[[ Listed entries, beginning ]]

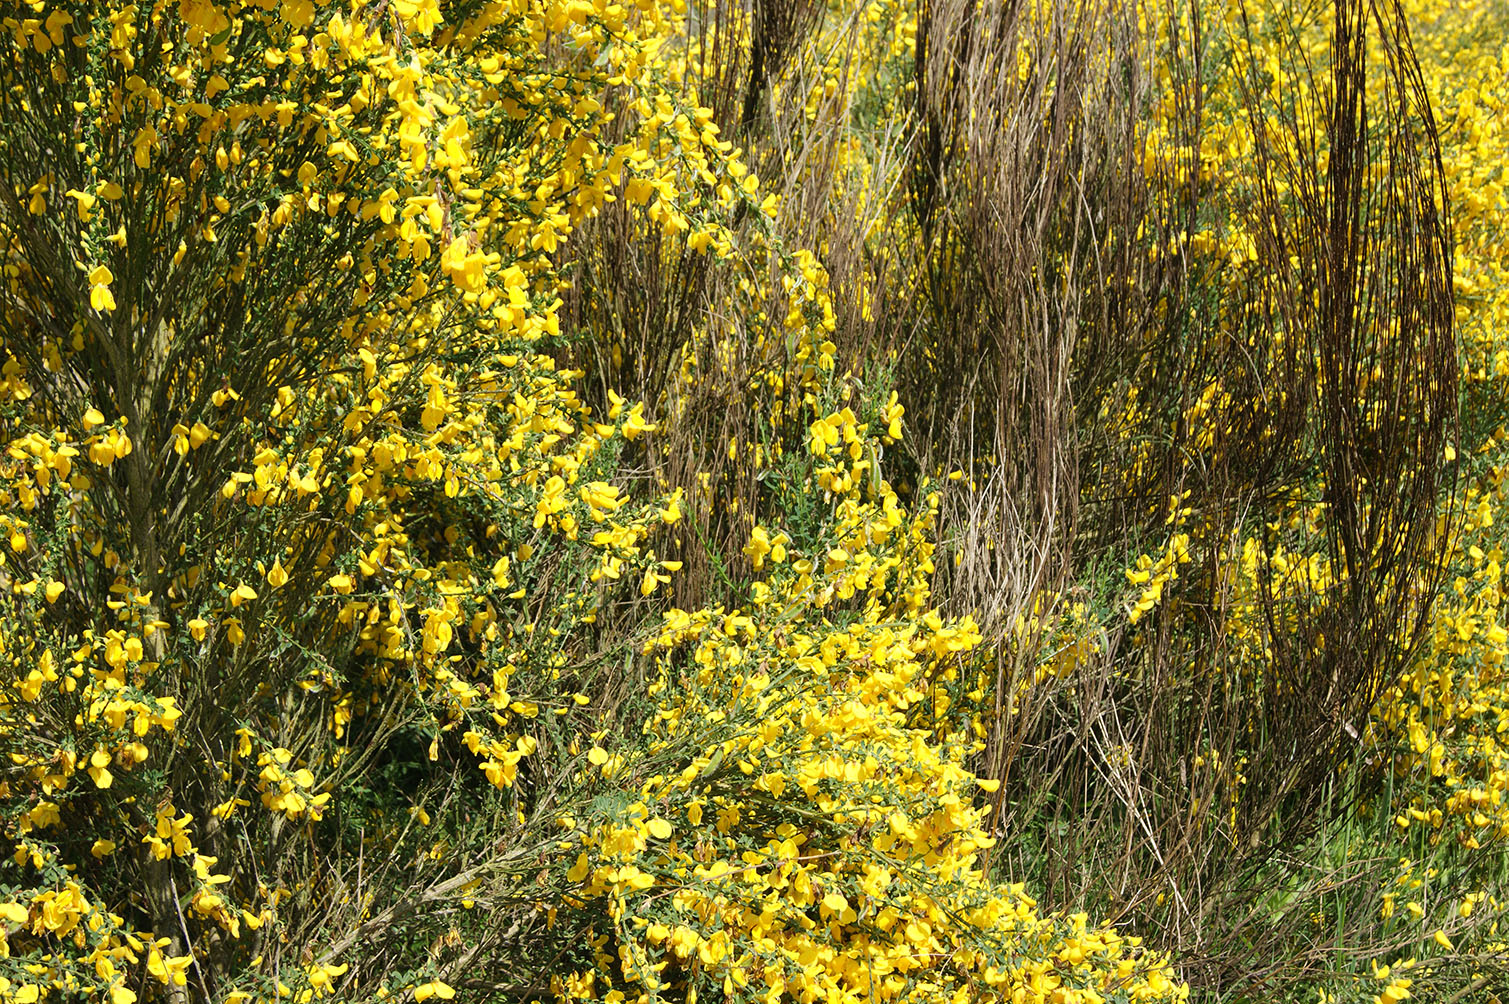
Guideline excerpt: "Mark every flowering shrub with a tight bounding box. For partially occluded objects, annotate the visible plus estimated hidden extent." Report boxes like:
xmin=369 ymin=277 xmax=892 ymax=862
xmin=0 ymin=0 xmax=748 ymax=997
xmin=1 ymin=0 xmax=1507 ymax=999
xmin=556 ymin=393 xmax=1183 ymax=1004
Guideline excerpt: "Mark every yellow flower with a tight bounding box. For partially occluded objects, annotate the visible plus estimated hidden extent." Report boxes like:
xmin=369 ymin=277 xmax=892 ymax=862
xmin=65 ymin=188 xmax=96 ymax=221
xmin=88 ymin=264 xmax=116 ymax=311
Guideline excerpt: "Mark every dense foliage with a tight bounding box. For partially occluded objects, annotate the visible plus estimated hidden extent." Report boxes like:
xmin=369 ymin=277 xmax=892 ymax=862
xmin=0 ymin=0 xmax=1506 ymax=1001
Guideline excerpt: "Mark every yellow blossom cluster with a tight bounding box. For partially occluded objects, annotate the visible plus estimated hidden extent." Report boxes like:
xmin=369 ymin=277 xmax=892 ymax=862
xmin=553 ymin=415 xmax=1186 ymax=1004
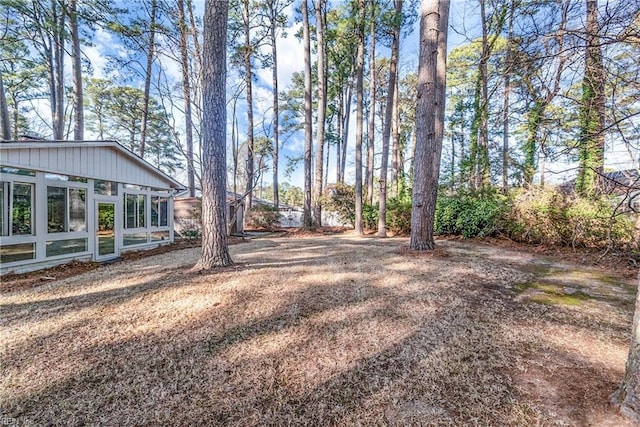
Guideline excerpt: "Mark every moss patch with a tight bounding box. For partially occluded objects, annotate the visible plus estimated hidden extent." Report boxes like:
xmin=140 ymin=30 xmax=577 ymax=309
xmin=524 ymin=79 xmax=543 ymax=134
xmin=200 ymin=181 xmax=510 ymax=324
xmin=516 ymin=281 xmax=594 ymax=307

[[ Listed entries, end ]]

• [What you have to do]:
If pictures appear, drop them, and retype exactly the lines from the "every yellow blossom" line through the last line of the data above.

• [Reply]:
Guideline excerpt: "Mark every yellow blossom cluster with a tight bounding box. For partially occluded objects, annotate the visible plus estimated hidden extent." Report boxes like:
xmin=369 ymin=277 xmax=892 ymax=862
xmin=553 ymin=415 xmax=1186 ymax=1004
Guideline excerpt: "Mark every moss patch with a tight bounding box. For partially occluded objects, annotate the visible plus estimated hidden extent." Report boxes like:
xmin=140 ymin=30 xmax=577 ymax=309
xmin=524 ymin=79 xmax=543 ymax=134
xmin=200 ymin=181 xmax=510 ymax=324
xmin=516 ymin=281 xmax=594 ymax=307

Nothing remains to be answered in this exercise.